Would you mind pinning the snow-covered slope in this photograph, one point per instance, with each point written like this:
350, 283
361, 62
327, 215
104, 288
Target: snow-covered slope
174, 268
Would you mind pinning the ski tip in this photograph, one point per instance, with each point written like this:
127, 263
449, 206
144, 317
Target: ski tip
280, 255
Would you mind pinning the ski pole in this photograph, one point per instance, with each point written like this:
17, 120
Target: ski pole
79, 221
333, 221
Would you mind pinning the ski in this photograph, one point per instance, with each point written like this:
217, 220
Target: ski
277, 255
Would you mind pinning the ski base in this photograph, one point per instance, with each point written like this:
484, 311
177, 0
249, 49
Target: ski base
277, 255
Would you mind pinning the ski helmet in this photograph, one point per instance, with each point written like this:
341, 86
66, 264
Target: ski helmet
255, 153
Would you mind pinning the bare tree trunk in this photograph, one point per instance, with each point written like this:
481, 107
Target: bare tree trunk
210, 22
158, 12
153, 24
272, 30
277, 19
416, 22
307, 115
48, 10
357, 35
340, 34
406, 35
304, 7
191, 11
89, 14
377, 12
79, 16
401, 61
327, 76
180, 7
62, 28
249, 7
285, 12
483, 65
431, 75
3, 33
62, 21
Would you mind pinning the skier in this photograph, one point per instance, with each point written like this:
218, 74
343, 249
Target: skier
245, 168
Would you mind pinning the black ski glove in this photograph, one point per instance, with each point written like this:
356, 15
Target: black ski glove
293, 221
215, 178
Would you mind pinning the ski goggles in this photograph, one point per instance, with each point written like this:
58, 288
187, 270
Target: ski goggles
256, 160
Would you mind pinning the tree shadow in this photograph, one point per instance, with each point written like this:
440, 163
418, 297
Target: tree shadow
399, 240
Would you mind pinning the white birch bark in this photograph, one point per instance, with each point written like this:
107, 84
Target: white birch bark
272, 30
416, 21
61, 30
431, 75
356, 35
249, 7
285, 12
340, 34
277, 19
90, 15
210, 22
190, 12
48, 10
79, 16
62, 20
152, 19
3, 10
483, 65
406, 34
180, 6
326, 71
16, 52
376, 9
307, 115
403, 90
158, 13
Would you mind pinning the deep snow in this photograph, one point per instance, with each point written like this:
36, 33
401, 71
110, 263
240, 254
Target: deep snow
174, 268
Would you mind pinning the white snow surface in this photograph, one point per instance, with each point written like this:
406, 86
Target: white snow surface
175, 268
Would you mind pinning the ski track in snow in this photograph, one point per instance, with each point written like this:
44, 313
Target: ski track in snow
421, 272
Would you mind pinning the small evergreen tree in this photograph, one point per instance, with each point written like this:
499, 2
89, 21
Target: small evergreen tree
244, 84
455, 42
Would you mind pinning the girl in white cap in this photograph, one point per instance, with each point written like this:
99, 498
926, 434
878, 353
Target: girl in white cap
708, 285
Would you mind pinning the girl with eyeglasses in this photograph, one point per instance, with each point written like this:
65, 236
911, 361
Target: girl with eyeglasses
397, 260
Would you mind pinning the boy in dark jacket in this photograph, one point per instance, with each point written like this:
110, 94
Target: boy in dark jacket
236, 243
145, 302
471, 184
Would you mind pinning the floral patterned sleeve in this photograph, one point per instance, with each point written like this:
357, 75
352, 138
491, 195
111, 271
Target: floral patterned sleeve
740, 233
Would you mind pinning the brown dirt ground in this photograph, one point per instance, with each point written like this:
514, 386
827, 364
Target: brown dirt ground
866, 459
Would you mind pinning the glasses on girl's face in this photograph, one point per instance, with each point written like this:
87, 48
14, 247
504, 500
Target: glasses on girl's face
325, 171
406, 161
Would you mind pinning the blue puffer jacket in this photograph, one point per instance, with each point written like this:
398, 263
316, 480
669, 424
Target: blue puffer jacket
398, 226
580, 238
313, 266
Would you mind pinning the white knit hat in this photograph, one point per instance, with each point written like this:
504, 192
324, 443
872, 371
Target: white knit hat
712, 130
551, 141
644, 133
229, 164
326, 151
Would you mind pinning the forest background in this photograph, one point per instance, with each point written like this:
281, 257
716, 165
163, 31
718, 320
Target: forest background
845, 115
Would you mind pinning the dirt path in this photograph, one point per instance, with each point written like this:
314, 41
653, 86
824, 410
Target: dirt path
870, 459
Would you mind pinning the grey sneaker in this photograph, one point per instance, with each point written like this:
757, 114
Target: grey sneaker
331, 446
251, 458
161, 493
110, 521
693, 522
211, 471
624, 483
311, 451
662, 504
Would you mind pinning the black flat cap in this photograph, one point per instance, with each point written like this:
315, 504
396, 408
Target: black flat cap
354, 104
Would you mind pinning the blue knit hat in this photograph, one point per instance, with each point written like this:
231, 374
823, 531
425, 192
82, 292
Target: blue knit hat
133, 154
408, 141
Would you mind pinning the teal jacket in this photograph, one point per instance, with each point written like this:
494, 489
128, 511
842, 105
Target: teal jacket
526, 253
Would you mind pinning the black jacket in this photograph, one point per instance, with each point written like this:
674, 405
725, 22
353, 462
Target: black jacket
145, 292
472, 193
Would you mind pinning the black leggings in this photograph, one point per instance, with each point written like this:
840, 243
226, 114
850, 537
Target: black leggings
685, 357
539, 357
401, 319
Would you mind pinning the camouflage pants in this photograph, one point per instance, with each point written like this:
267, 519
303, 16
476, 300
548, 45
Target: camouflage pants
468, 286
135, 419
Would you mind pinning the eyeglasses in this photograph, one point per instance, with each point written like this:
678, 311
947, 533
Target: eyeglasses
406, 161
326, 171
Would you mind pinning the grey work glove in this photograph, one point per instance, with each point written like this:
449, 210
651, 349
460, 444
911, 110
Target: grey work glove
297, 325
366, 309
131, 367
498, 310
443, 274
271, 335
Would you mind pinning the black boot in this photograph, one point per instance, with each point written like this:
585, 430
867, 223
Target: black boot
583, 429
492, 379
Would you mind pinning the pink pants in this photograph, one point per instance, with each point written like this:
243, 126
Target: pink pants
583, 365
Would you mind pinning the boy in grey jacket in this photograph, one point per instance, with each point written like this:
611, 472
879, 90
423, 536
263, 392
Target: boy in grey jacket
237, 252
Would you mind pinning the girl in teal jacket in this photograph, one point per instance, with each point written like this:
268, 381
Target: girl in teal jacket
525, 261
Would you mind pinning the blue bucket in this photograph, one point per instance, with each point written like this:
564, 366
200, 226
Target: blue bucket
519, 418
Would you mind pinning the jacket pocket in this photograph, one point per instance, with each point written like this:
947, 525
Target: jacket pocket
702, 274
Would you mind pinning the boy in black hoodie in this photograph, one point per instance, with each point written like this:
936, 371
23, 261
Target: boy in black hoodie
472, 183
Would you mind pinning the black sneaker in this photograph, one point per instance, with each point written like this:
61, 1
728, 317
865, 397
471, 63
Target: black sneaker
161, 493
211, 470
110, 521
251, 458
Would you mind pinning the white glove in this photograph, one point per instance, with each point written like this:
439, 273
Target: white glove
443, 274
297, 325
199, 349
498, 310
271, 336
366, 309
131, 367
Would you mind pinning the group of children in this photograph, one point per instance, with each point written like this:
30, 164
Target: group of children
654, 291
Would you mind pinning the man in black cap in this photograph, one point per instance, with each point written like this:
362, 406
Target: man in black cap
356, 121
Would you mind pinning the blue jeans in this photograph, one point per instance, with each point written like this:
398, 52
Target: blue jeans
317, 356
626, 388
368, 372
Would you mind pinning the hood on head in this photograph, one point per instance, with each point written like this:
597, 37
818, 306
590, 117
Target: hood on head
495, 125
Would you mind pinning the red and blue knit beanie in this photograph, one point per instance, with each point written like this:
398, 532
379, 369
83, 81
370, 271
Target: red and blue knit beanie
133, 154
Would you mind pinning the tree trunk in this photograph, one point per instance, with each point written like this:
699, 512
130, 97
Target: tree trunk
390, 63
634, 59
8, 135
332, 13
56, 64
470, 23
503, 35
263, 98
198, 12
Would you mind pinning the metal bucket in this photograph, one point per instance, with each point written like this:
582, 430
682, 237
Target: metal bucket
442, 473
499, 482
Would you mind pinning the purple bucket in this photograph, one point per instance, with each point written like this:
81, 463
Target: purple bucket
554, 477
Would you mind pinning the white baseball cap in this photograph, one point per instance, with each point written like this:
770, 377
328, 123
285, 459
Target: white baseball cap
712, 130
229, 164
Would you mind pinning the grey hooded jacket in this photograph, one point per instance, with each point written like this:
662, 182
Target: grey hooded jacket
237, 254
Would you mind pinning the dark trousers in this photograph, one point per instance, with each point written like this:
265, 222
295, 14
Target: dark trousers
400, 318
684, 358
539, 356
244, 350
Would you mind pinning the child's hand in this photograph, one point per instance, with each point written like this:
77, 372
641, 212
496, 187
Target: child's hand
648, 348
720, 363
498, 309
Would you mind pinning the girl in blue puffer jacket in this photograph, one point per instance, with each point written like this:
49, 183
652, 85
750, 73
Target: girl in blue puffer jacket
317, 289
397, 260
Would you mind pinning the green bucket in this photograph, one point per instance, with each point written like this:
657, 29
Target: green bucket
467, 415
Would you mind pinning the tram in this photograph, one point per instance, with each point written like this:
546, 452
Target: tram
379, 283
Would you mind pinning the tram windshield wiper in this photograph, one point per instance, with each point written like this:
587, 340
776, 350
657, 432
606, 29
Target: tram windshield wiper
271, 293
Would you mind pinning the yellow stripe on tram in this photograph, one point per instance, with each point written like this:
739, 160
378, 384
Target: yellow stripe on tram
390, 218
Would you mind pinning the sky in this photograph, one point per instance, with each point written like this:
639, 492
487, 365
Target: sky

Brief: Transcribe, word for word, every line from the one containing "Would you mind pinning the tram windshield" through the final line of the entries, and nothing else.

Exercise solution:
Would you mind pinning the tram windshield wiper in this photograph, one point per instance, with each point written like this:
587, 340
776, 350
657, 432
606, 29
Target: tram windshield wiper
271, 293
Would you mind pinning the yellow stripe on tram in this photograph, one point per instance, with each point written like this:
739, 160
378, 384
Target: yellow stripe on tram
390, 218
Would you mind pinning the sky in this photograph, one point per instance, with each point written like this:
639, 492
487, 365
Target: sky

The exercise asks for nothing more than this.